GIVEN PASSAGE:
┌──

# Syllabus Cover



## talha qureshi (Jun 5, 2013)

guys what is everyones progress of especially of physics???


----------



## robotsyntex (Jun 5, 2013)

in simple words Zerooooooooooooooooooooooo


----------



## annie khan (Nov 10, 2012)

Poorest


----------



## KRRISH (Oct 6, 2012)

here is maximum.... physics is most intresting subject..... you can derive formula to solve mcqs


----------



## H.madiha (Jun 7, 2013)

not much progress till after 40 days


----------



## Bhattiipad (Jul 17, 2013)

Hallo


----------



## Amna Amir (Apr 1, 2013)

same is the case here...
 no satisfactory preparation


----------



## talha qureshi (Jun 5, 2013)

iam very worried about physics.iam in kips where they tell us about extremely difficult mcqs............does such difficult mcqs come in mcat???also the waves chapter in which there is shm is also very difficult


----------



## Palwasha Afridi (Jul 17, 2012)

not good


----------



## H.madiha (Jun 7, 2013)

not much difficult mcqs come in physics just do simple straightforward concepts of books and some additional concepts related to topic which cover your topic clear your concepts .doont overburden yourself ...thanku


----------



## Muhammad Imran (Nov 18, 2012)

ninety percent mcqs can be declared as EASY. five percent as little bit a tough:? and remaining five percent as extraordinarily outstanding:red:. 
mcat is mainly technical fight of nerves. merit determining step will be last Half an hour of mega day from 11 to 11:30am where hit and trial , technical ,selective choosing of either correct answer will lead one to a higher position or to a lower rank . that phase will be the rate determining phase,the real exam of nerves


----------



## talha qureshi (Jun 5, 2013)

└──

COLLECTED MATERIAL:
┌──

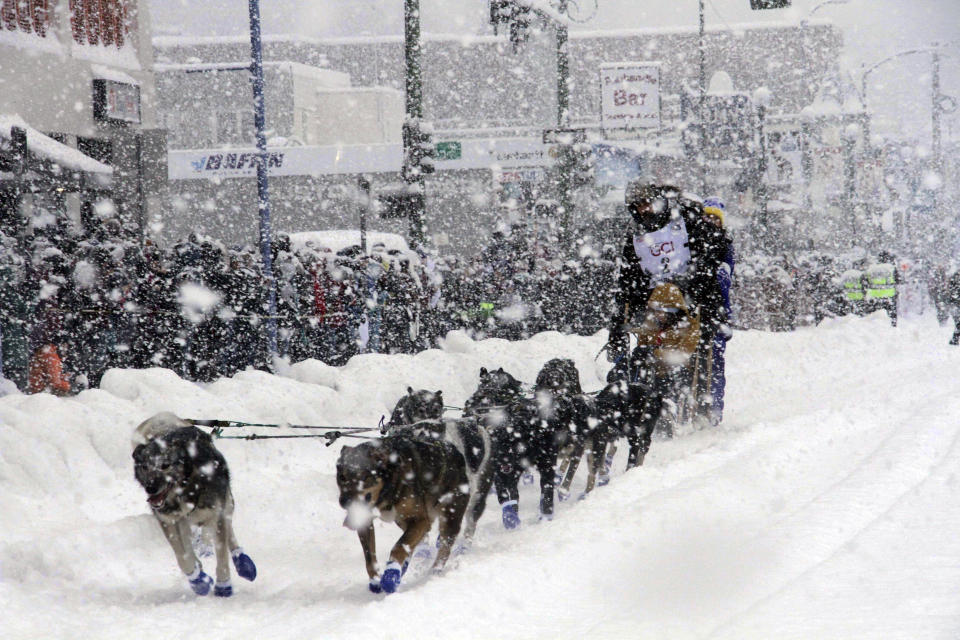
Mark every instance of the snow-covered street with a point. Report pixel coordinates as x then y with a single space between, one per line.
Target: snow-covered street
826 506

└──

COMPLETE THE FOLLOWING:
(A) Which users in the syllabus cover thread have posts dated 2012?
(B) Write the next part of the thread about MCAT physics preparation, picking up right after its final line.
The data isn't needed for anything here.

TASK-BY-TASK OUTPUTS:
(A)
- annie khan (Nov 10, 2012)
- KRRISH (Oct 6, 2012)
- Palwasha Afridi (Jul 17, 2012)
- Muhammad Imran (Nov 18, 2012)

(B)
what is the progress of chemistry???


----------



## Hooria Qureshi (Oct 3, 2012)

talha qureshi said:


> what is the progress of chemistry???


physics and chemistry both of them are going just SO SO .... i dnt knw y :?  i hate solving things especially in physics by the way m also in kips rwp campus.........


----------



## AbraDabra (Feb 5, 2012)

Well, I will be finishing up with KIPS in just a week or two [thank God] and I've already engaged private tutors for Physics, might hire one for chemistry as well. God help me


----------



## talha qureshi (Jun 5, 2013)

Hooria iam in kips lahore johar town.what is the progress of mcat vocublary??


----------



## Hooria Qureshi (Oct 3, 2012)

talha qureshi said:


> Hooria iam in kips lahore johar town.what is the progress of mcat vocublary??


vocab is also a kind of trial ...for eg when i do 20 words and jump towards the other 20..the previous words use to fly away from my mind :? ... what about urs ?? @talha qureshi ??


----------



## Mariamumtaz (Jun 26, 2013)

please friends tell how to prepare for organic chemistry?????any tips and advices????????PLEASE


----------



## Iram Shaheen (Jul 24, 2013)

Totally confused, i don't understand how to prepare physics, the time is running and i am very much worried about my syllabus :?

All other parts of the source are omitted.